## What the task requires
Repeat all entries exactly.

***** Material provided

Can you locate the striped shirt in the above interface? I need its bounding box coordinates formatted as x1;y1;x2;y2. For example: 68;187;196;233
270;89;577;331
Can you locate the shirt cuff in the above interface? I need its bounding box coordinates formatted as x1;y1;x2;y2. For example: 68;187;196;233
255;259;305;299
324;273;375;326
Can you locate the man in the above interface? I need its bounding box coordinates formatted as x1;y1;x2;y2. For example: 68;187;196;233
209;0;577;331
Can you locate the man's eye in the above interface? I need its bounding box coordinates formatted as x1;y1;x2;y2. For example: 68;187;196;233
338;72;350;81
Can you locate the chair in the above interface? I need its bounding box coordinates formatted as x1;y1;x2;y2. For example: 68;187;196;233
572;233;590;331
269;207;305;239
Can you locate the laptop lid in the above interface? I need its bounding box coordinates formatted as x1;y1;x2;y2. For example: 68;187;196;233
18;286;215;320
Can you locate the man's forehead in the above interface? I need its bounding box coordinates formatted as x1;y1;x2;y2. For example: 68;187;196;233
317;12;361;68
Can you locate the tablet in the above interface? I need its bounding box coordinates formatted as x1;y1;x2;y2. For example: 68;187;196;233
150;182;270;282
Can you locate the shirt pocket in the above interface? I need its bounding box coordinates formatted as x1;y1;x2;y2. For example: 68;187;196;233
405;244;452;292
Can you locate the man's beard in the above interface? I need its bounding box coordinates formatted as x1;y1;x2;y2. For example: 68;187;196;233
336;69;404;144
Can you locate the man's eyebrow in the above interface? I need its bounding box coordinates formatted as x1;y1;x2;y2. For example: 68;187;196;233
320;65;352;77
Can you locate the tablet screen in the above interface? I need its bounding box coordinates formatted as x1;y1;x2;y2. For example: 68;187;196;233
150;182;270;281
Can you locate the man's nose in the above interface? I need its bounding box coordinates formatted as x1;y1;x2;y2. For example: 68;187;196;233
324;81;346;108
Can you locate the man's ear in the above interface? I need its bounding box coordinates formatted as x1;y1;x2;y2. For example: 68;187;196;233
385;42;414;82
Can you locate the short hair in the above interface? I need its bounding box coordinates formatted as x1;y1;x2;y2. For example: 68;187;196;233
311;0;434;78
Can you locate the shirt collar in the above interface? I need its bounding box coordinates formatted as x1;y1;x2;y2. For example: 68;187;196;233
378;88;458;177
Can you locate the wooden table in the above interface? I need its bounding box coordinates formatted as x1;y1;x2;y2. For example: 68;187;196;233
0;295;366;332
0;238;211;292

**********

## Expected answer
Can you locate the striped shirt in the above interface? I need its bounding box coordinates formatted as x1;y1;x2;y2. For example: 68;187;196;233
270;89;577;331
Can you locate the shirt cuff in the above interface? I need its bounding box coordinates formatted as x1;y1;x2;y2. For example: 68;187;196;233
255;259;305;299
324;273;375;326
Can you locate the man in the above interface? I need its bounding box coordinates formatted as x1;y1;x2;y2. For example: 68;187;196;233
209;0;577;331
Can you locate the man's eye in the above interface? I need its bounding box coordinates formatted as x1;y1;x2;y2. For example: 68;187;196;233
338;72;350;81
Can you locate the chair in the above interface? I need its bounding box coordinates formatted as x1;y1;x2;y2. For example: 68;187;196;233
572;233;590;331
269;207;305;239
Can you locate the laptop lid in the above interface? I need its bounding box coordinates formatted as x1;y1;x2;y2. For example: 68;187;196;233
18;286;215;320
Can you locate the man's forehead in the above interface? I need its bounding box coordinates formatted as x1;y1;x2;y2. For example: 68;187;196;233
317;12;361;68
Can you locate the tablet in the above interface? I need its bounding box coordinates formatted as x1;y1;x2;y2. For example: 68;187;196;233
150;182;270;282
Can you locate the shirt pocket in the above interface? I need its bounding box coordinates formatted as x1;y1;x2;y2. For example: 68;187;196;233
405;244;452;292
Can you locate the man's beard in the above interface? I need its bounding box coordinates formatted as x1;y1;x2;y2. For example: 68;187;196;233
336;69;404;144
Can you locate the man's eyebrow in the above interface? I need its bounding box coordinates formatted as x1;y1;x2;y2. For example: 68;187;196;233
320;65;352;77
Can you locate the tablet screen in the above interface? I need its bounding box coordinates formatted as x1;y1;x2;y2. For example: 68;187;196;233
150;182;270;281
Can you locate the man's nose in the above interface? I need its bounding box coordinates formatted as x1;y1;x2;y2. For example: 68;187;196;233
324;81;346;108
Can you locate the man's ear in the above interface? I need its bounding box coordinates formatted as x1;y1;x2;y2. For example: 68;187;196;233
385;42;414;82
Can you locate the short hair in the above interface? I need its bounding box coordinates formatted as x1;y1;x2;y2. For example: 68;187;196;233
311;0;434;78
Can you locate the shirt collar in the above interface? I need its bounding box coordinates formatted as x1;y1;x2;y2. For example: 68;187;196;233
378;88;458;177
Can you locate the wooden table in the above interface? I need its bounding box coordinates formatted as x1;y1;x2;y2. For example: 68;187;196;233
0;295;366;332
0;238;211;292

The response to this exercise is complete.